* start *

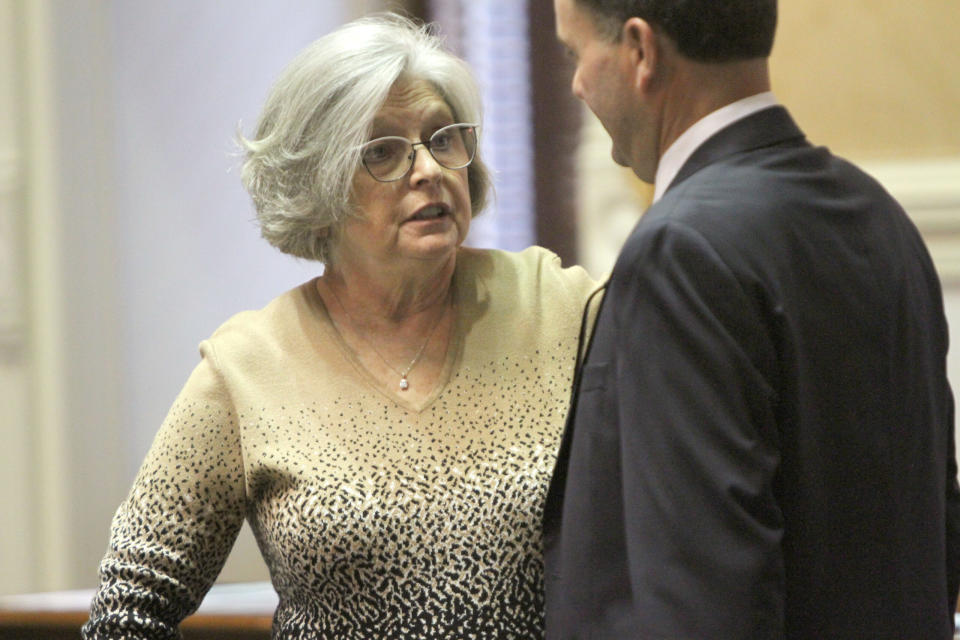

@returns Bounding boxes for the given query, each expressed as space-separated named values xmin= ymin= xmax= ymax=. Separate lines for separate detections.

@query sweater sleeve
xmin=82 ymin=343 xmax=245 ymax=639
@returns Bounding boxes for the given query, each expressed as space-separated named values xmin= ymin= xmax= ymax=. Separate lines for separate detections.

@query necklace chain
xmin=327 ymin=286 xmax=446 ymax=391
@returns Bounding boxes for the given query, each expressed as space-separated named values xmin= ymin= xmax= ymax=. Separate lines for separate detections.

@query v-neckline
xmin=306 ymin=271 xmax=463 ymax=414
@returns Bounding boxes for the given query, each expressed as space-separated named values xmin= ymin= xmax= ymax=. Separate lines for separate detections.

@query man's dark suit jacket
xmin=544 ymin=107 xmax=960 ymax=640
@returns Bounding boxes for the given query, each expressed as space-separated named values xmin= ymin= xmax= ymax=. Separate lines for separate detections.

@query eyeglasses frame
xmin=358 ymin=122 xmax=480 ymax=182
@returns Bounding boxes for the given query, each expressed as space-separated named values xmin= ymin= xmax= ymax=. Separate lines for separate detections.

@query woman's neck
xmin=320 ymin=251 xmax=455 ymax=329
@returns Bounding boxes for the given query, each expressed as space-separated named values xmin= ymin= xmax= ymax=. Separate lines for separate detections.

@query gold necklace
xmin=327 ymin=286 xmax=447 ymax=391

* end *
* start *

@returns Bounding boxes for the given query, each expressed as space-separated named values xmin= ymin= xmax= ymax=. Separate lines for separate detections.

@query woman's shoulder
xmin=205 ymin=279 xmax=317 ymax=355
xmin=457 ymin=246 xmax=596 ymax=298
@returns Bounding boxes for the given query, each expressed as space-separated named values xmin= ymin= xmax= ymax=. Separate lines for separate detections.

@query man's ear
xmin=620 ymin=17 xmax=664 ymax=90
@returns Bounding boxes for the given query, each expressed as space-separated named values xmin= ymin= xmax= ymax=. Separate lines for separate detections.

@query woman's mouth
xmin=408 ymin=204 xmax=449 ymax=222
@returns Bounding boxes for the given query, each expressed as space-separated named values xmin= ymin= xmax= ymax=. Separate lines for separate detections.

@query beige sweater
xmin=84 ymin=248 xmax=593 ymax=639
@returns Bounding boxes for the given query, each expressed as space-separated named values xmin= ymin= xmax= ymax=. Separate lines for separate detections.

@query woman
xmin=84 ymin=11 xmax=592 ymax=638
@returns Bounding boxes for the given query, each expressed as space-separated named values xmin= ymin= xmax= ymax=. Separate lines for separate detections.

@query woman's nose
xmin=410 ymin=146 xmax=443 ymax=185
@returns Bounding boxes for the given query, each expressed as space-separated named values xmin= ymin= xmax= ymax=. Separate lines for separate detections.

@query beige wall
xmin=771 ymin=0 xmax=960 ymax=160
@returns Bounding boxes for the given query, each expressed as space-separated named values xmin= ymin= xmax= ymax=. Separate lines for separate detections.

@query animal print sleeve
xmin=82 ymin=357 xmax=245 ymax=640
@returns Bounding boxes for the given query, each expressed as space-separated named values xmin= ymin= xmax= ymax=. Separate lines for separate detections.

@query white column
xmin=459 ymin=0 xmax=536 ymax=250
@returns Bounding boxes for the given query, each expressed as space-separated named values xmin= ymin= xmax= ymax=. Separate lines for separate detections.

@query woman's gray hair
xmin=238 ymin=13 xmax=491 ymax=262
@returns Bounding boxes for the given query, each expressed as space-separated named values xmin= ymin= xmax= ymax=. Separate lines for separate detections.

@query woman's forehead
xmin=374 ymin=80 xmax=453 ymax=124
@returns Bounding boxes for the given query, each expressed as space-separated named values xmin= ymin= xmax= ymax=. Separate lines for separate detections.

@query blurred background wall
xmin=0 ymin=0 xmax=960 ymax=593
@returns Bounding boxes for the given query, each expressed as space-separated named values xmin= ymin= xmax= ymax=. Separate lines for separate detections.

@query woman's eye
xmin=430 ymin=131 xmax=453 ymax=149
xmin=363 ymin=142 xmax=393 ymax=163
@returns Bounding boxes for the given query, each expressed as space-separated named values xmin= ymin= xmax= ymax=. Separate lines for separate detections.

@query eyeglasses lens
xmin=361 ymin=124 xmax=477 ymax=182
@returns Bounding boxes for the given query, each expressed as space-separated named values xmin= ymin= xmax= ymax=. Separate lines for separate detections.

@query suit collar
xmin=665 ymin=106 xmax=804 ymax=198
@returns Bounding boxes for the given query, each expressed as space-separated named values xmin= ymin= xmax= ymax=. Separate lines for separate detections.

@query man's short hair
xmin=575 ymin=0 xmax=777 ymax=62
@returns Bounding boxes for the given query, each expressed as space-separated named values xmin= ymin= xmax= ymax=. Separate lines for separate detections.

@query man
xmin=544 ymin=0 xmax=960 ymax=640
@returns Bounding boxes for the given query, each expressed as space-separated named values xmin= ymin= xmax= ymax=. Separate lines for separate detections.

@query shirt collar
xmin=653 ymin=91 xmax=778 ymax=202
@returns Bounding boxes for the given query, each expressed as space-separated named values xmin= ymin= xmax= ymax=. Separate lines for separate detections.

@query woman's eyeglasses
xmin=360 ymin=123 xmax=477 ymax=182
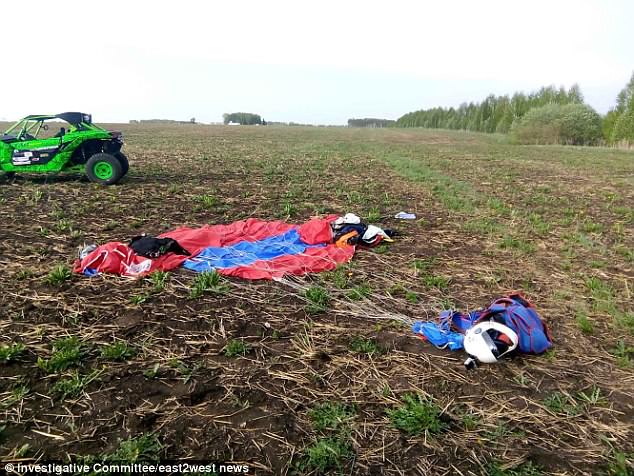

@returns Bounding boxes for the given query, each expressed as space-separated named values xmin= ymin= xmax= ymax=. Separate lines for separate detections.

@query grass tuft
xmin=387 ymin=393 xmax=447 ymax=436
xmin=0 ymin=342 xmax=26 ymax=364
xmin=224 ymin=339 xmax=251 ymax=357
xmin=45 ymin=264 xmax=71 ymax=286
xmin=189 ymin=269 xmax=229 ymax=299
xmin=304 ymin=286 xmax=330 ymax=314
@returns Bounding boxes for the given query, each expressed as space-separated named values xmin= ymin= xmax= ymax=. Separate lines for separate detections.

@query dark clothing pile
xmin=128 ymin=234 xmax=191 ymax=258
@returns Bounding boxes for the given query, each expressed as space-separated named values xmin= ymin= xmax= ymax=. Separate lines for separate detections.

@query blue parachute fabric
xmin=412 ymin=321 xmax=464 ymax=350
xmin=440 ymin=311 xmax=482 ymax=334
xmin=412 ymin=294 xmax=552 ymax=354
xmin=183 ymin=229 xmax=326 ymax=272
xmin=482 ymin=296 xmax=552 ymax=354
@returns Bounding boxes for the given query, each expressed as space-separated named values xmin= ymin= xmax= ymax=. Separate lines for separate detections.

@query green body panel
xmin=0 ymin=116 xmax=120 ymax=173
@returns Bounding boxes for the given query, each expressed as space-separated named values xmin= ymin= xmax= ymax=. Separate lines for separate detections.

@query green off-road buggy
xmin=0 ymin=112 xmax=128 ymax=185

* end *
* start *

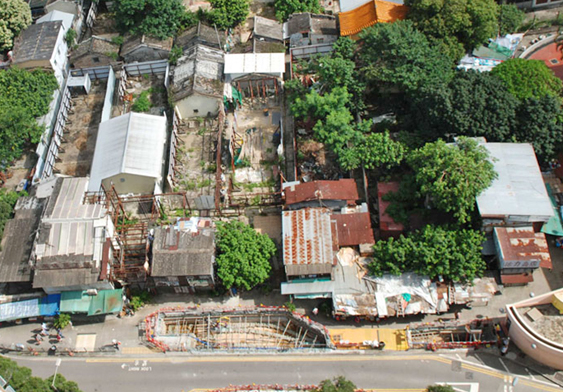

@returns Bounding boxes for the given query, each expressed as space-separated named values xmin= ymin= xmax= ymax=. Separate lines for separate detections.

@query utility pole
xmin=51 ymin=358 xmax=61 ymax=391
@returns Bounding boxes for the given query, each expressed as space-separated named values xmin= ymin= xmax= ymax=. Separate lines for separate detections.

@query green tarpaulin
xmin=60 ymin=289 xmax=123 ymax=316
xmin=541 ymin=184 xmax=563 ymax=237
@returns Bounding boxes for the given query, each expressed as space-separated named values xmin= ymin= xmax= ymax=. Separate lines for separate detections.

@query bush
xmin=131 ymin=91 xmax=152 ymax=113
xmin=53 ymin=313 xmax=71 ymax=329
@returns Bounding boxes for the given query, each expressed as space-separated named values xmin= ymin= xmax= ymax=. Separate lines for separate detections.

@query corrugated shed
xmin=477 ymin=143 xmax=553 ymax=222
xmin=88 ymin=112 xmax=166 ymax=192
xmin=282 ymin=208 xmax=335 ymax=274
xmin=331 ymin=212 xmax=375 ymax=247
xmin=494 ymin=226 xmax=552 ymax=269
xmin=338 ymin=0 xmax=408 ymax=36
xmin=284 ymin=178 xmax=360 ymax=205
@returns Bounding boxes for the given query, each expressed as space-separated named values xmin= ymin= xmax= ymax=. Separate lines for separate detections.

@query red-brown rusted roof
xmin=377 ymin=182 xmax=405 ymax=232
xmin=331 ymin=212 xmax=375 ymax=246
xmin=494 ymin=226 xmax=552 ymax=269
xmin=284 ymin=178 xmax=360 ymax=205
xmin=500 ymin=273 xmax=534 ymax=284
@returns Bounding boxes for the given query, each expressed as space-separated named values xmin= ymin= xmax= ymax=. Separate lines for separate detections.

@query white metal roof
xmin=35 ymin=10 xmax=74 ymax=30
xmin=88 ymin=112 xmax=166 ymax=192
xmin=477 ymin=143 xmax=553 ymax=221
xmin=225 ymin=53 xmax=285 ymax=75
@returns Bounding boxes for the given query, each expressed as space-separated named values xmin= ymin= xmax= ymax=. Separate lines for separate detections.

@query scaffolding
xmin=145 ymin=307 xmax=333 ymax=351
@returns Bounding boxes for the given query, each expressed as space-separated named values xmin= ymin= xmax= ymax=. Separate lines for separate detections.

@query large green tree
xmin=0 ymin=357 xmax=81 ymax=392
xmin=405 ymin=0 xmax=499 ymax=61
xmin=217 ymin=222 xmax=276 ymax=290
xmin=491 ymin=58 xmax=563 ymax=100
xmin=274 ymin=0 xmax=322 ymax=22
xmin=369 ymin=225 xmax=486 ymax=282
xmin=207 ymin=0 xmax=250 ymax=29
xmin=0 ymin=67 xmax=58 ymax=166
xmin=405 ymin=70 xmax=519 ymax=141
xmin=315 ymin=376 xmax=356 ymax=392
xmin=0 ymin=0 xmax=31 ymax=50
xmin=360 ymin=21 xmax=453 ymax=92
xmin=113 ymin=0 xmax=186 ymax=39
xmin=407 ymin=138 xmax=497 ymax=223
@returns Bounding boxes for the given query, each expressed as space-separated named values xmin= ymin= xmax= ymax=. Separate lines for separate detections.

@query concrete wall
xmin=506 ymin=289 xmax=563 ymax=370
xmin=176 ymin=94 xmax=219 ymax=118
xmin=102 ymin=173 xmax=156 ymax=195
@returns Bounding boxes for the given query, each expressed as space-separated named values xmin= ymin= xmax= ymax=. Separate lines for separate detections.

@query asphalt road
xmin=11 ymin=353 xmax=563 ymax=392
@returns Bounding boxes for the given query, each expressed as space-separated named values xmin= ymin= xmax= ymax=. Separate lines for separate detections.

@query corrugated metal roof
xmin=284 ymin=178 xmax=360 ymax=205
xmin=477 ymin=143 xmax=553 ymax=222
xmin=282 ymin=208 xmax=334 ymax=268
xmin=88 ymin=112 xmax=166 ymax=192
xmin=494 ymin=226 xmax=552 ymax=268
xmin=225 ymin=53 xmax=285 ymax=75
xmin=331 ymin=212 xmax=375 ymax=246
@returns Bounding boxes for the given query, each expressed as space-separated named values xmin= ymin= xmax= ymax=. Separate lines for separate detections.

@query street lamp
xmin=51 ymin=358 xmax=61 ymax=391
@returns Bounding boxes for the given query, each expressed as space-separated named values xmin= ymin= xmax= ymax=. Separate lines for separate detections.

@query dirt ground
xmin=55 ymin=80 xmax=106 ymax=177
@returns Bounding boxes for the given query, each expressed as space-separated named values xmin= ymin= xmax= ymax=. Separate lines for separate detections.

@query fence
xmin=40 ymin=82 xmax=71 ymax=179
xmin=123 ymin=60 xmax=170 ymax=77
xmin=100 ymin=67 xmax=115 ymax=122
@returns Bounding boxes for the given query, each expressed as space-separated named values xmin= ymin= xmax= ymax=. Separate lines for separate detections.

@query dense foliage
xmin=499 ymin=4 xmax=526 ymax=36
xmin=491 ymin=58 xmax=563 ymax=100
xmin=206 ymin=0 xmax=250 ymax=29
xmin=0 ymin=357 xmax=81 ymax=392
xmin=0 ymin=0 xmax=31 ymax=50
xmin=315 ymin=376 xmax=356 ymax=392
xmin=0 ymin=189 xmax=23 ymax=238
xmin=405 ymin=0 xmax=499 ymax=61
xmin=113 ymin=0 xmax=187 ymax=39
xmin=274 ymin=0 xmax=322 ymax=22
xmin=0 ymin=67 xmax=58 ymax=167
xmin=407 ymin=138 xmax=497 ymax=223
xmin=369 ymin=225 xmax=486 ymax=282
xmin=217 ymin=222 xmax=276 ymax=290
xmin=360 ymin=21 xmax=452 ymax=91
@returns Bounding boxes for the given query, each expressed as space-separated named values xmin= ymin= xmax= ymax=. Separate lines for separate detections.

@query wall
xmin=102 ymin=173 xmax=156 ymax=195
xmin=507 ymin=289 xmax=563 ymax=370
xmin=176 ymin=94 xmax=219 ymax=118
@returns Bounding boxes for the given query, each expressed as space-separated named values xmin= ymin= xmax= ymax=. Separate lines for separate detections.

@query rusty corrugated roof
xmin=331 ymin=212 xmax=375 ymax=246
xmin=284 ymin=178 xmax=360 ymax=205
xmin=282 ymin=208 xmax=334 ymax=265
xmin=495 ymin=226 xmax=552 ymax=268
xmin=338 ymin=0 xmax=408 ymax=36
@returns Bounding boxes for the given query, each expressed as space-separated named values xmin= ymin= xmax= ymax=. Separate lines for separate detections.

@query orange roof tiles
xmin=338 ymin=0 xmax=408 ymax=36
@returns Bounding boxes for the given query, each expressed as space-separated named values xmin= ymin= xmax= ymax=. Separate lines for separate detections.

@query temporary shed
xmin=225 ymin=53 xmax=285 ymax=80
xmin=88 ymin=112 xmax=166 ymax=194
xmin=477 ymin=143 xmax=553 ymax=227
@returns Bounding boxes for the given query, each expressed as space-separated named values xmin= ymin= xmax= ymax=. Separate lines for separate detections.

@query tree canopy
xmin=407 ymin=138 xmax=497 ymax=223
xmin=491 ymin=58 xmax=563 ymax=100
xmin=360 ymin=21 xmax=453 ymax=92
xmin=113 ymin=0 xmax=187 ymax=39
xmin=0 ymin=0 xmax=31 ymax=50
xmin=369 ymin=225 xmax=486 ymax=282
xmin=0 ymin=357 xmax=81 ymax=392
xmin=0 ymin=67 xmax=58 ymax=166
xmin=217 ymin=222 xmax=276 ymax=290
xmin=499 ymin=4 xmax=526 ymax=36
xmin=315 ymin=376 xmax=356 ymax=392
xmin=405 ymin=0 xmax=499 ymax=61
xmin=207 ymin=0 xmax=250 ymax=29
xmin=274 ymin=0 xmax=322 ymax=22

* end *

Written exercise: Return every line of the material above that contains the string "corrugated".

Output below:
@query corrugated shed
@query corrugated metal roof
@query rusty corrugated roof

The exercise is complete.